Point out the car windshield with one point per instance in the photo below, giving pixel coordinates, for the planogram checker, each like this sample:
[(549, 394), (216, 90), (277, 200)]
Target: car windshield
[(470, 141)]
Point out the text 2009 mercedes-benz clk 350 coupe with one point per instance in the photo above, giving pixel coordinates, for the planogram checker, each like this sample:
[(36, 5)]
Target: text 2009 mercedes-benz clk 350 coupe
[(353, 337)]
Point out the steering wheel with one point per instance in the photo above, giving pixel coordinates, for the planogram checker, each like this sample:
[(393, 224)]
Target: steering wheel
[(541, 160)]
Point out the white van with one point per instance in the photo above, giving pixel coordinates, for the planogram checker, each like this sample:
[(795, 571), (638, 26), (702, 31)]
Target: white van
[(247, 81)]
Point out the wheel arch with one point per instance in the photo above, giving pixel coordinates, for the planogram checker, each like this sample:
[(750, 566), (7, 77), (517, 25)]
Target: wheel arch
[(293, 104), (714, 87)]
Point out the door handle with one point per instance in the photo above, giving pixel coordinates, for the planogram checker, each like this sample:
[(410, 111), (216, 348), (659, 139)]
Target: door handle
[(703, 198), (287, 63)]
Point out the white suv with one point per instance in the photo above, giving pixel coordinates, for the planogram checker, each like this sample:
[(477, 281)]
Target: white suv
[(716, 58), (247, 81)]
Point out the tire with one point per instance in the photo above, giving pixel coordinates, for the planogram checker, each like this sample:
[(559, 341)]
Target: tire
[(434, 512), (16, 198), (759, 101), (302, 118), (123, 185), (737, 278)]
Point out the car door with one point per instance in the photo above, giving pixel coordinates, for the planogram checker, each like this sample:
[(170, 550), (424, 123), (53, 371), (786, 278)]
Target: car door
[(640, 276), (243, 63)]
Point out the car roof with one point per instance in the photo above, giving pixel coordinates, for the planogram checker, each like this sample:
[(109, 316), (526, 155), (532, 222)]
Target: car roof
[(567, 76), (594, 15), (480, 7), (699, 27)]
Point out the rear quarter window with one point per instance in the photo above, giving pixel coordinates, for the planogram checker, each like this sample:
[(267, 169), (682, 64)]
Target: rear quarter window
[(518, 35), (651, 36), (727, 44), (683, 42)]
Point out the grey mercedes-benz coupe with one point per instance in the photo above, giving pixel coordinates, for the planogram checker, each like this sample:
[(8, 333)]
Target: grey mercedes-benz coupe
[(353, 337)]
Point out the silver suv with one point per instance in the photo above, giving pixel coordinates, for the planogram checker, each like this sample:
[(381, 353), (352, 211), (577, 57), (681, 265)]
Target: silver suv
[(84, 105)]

---

**Do this**
Update all the records by replacing "planogram checker" with "parking lot survey", leaving everything else unchanged.

**Solved exercise**
Point out the car windshield with one point per instance in the photo below, giving pixel coordinates, for the parking lot survey, each like this sample:
[(549, 394), (216, 90), (277, 200)]
Target: car windshield
[(470, 141)]
Point out the text 2009 mercedes-benz clk 350 coupe with one point per instance in the photo above, giving pixel coordinates, for the parking lot survey, each like this sample:
[(36, 5)]
Target: text 2009 mercedes-benz clk 350 coupe
[(353, 337)]
Point out the steering wheel with one point per instance in the photo above, giving pixel coordinates, for the parking lot survey, each like this sample:
[(393, 224)]
Target: steering wheel
[(541, 160)]
Point out the white van with one point per instance in the photo above, giving pixel coordinates, for the parking lot survey, each like this sample:
[(795, 571), (638, 26), (702, 31)]
Target: white van
[(247, 81)]
Point out the wheel arch with one point per instance in the photo above, giving pixel coordinates, for the parking lot survey, each like this sample:
[(750, 566), (7, 77), (517, 25)]
Target: wheel arch
[(293, 104), (714, 87)]
Point out the door handle with one point per instance in the photo above, giving pixel coordinates, for the parking lot survey, each like this sample:
[(410, 111), (216, 348), (659, 139)]
Target: door handle
[(703, 198), (287, 63)]
Point out the white suv with one point per instance in the photo above, giving pixel coordinates, for the parking lot survey, each like this sample:
[(477, 281)]
Target: white suv
[(716, 58), (247, 81)]
Point out the tire with one point per instance in the photo above, giving pixel coordinates, for the parking lot survey, each like this sample:
[(559, 341)]
Target: tire
[(434, 512), (16, 198), (759, 101), (302, 118), (123, 185), (737, 278)]
Point out the car door with one point per instance in the photo above, giving pixel coordinates, for the parking lot survey, each like this sample:
[(170, 550), (424, 123), (53, 371), (786, 278)]
Target: car door
[(640, 276), (243, 63)]
Point out the car roof with one point per instance in the photo above, giving pixel coordinates, for the parking lot survey, each like this sample:
[(109, 316), (526, 155), (532, 222)]
Target: car roof
[(567, 76), (594, 15), (480, 7), (699, 27)]
Point out the rear quarter window with one point per instance in the photo above, giving pixel coordinates, for the parking lot survey, each like this sample:
[(267, 169), (682, 64)]
Target: rear quarter window
[(518, 35), (651, 36), (727, 44), (683, 42)]
Point out the grey mercedes-benz coupe with one point per instance in the photo above, giving pixel coordinates, for the parking lot survey, each like this sample:
[(8, 333)]
Target: grey mercedes-benz coupe
[(353, 337)]
Point out the silver suv with one point per instance in the photo above, giving pixel coordinates, for the parking lot survey, each like this sample:
[(381, 353), (352, 211), (577, 57), (681, 265)]
Target: silver suv
[(84, 105)]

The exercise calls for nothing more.